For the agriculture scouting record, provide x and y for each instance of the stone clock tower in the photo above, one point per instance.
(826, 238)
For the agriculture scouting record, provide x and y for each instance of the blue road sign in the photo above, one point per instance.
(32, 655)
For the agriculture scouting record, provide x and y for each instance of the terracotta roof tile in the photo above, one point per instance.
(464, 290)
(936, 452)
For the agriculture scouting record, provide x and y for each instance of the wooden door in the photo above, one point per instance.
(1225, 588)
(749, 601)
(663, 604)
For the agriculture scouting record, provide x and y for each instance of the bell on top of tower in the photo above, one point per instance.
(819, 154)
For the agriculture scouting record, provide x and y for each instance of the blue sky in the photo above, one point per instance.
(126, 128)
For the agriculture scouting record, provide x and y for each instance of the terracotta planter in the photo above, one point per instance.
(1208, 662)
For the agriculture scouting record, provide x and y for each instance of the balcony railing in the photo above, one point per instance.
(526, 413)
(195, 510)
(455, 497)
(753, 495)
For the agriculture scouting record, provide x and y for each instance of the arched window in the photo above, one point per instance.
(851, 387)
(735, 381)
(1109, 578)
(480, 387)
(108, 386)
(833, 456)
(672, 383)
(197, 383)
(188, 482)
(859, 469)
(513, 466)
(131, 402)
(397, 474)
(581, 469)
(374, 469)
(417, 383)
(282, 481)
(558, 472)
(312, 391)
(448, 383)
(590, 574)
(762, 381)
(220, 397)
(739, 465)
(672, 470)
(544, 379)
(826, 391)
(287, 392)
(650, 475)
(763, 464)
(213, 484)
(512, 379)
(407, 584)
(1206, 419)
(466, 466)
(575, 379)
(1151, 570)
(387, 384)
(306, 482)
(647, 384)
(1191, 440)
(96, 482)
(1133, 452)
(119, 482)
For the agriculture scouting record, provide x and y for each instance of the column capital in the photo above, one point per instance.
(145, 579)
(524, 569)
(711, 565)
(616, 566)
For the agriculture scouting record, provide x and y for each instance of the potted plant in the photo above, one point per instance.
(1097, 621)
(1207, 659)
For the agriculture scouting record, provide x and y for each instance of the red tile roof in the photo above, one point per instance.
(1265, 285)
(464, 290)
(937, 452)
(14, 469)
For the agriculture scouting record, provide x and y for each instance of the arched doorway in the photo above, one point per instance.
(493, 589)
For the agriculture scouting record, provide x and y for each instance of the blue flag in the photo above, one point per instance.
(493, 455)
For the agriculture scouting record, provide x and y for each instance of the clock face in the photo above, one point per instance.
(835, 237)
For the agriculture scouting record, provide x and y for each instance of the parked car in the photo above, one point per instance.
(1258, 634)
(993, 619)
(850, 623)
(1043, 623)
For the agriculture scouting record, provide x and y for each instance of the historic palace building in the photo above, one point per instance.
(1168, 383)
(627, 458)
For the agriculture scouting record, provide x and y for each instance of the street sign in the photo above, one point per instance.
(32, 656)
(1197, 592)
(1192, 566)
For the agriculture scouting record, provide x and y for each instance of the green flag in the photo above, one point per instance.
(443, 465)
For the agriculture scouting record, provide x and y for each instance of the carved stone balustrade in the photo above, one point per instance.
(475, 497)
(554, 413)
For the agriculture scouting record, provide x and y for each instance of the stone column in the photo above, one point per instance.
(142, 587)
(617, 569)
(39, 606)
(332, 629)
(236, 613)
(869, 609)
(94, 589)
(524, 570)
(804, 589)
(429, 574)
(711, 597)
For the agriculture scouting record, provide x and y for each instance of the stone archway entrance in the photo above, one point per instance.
....
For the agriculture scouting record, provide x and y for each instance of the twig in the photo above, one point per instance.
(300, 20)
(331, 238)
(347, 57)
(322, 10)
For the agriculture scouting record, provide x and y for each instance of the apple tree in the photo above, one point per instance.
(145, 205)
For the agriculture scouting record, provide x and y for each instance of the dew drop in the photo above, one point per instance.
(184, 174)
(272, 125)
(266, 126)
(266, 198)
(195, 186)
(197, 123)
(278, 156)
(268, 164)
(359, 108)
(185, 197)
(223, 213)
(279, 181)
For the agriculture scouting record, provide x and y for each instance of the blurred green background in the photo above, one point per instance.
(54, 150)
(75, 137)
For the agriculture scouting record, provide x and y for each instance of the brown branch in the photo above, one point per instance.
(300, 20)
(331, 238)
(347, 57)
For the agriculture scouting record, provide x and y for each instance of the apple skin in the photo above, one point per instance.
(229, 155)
....
_TASK TO COMPLETE_.
Rewrite the rows above, starting at the one that contains "the blue flag" and stopping after the one that contains "(1192, 566)". Keep all other text unchanged, but increase both numbers in every coordinate pair by 86.

_RESPONSE TO THE TASK_.
For the agriculture scouting record, provide x and y for each instance of the blue flag in the photo above, one point per instance.
(579, 541)
For the agriculture scouting record, provide x and y for each instance of the clock face in the photo above, one point per instance.
(921, 323)
For the agriculture scouting record, provide x and y for each instance of the parked car in the photo above, one point per instance.
(1344, 720)
(1079, 705)
(936, 709)
(1129, 709)
For the agriculture scouting record, provide x and y for each instance of the historic palace building in the photo above, one point per instance.
(1254, 469)
(713, 544)
For the agriculture scouting record, provide x and y for each instance of the street sign in the photo above, one point per instance.
(118, 742)
(1283, 678)
(1278, 652)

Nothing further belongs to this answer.